BEGIN Data for review

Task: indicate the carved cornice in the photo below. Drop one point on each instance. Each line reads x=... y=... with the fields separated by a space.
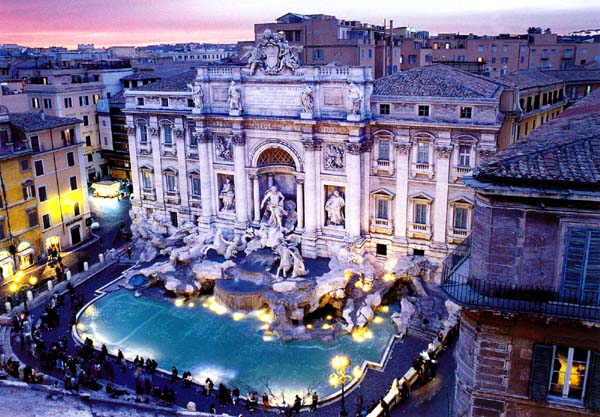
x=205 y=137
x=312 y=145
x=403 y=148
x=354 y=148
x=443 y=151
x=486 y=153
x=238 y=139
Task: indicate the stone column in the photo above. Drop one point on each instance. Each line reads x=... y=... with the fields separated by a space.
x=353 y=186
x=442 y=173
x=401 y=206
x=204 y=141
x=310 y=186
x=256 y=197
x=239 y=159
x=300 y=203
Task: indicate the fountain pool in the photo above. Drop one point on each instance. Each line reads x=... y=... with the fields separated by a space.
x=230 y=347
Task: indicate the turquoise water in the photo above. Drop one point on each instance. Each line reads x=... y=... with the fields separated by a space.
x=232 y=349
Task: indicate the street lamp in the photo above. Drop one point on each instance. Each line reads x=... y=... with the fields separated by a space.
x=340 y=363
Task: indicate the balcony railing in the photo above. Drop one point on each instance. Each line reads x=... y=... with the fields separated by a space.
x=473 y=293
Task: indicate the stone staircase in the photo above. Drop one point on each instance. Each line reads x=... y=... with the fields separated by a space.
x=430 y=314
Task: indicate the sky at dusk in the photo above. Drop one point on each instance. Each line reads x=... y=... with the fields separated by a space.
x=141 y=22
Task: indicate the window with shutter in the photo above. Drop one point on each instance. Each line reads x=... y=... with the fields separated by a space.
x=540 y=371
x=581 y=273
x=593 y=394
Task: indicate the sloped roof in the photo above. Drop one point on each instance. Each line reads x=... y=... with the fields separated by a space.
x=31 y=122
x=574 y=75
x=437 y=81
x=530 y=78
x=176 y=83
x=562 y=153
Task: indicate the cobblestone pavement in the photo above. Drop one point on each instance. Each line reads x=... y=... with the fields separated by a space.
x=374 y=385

END Data for review
BEGIN Data for review

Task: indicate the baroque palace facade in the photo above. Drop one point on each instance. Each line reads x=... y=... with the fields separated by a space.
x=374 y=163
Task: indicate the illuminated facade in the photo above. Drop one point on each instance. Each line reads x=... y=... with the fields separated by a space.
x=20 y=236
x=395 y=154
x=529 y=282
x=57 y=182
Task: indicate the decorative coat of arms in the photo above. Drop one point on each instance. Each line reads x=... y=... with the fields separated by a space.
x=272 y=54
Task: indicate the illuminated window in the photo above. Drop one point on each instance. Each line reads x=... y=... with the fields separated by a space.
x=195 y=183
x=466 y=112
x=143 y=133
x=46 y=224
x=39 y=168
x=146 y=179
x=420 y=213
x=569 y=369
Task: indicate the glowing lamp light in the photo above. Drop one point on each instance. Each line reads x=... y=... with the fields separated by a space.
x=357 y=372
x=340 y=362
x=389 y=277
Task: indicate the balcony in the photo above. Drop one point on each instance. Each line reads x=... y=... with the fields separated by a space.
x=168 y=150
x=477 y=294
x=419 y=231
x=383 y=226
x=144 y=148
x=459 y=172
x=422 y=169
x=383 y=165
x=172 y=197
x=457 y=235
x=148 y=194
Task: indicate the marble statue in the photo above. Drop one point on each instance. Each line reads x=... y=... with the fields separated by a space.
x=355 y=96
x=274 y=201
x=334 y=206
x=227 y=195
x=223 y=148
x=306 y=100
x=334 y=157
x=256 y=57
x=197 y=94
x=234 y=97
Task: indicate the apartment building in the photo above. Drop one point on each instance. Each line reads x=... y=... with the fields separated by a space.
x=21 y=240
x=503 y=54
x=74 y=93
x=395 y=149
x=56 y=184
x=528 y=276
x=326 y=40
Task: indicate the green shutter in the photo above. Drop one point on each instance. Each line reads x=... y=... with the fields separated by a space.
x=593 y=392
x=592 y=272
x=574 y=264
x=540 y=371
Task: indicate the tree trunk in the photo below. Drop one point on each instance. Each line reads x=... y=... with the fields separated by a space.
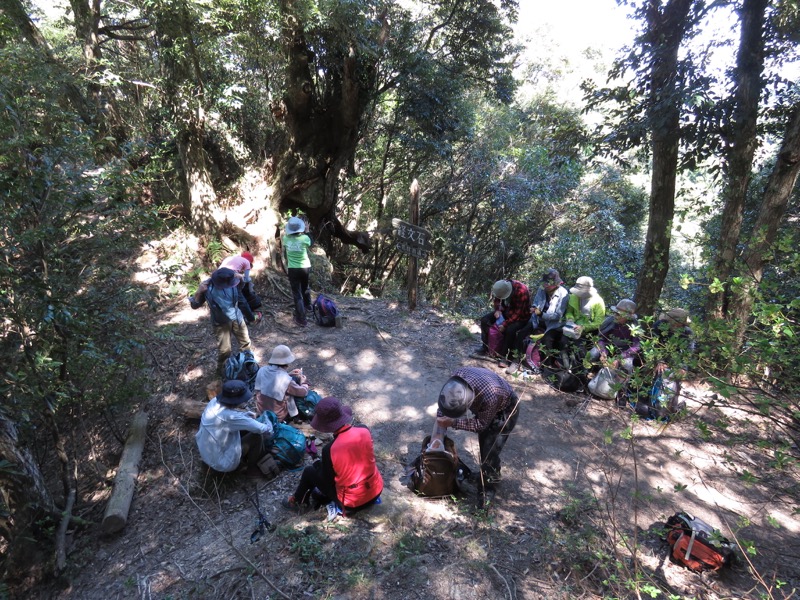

END Data for review
BEGIN Data for review

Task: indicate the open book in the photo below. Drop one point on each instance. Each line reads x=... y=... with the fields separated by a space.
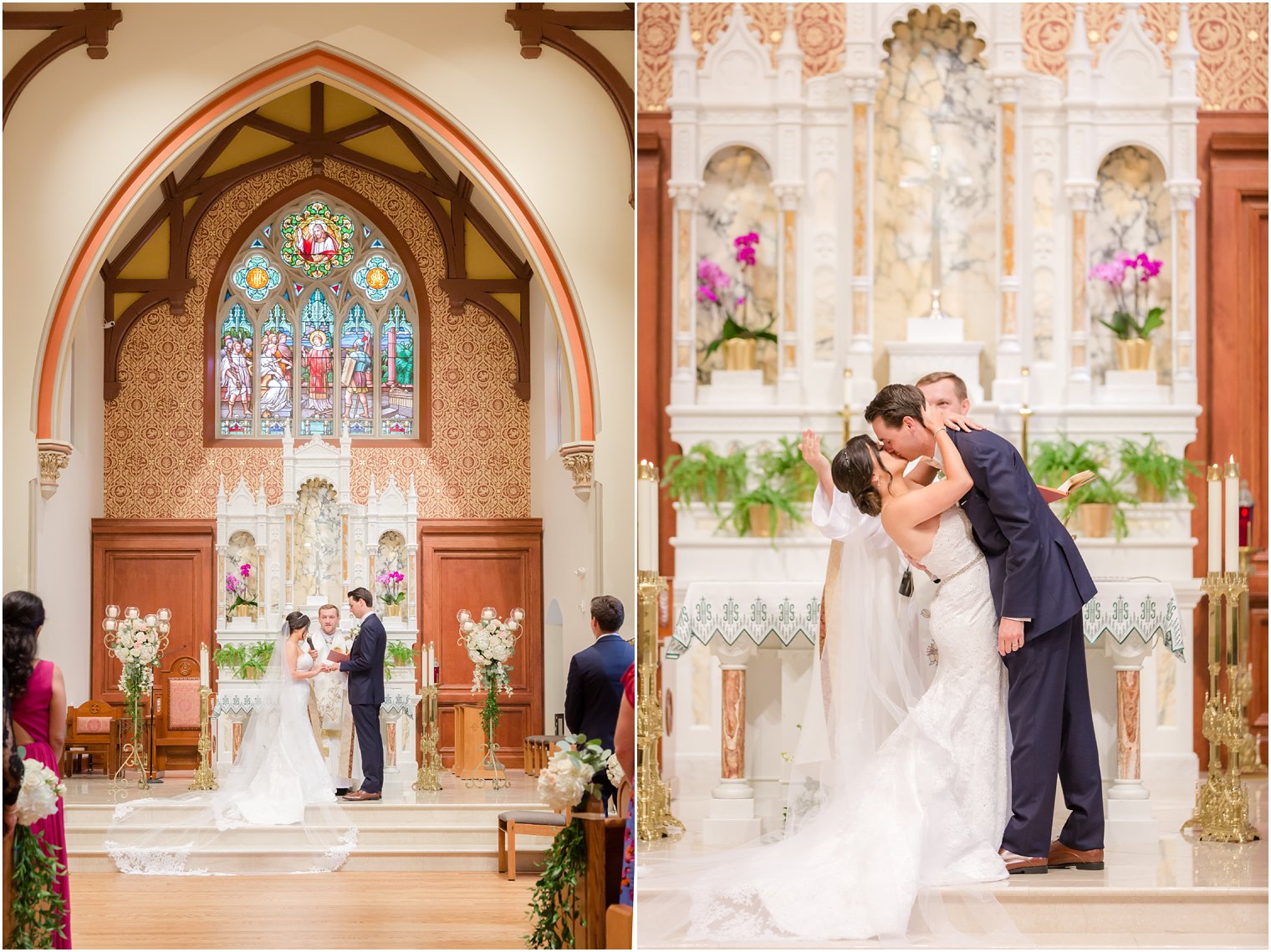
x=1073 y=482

END Data for review

● **Task instructions**:
Above is a listing; print exactly its lines from the one with "Task: indicate the apartment" through the one with "Task: indicate the tree", and no other lines.

● **Answer box**:
Task: indicate the apartment building in the photo above. Drop one point on each instance. Each line reads x=... y=... with the fields separated by a space.
x=21 y=240
x=503 y=54
x=74 y=93
x=395 y=149
x=56 y=184
x=528 y=276
x=326 y=40
Task: indicate the green shutter in the photo above. Drop one point on each instance. Each line reads x=... y=... with the fields separated by a space.
x=593 y=392
x=592 y=272
x=574 y=264
x=540 y=371
Task: indicate the tree trunk in the photo below. Drop one point on each instance. Each line reads x=... y=... with the fields separated by a space.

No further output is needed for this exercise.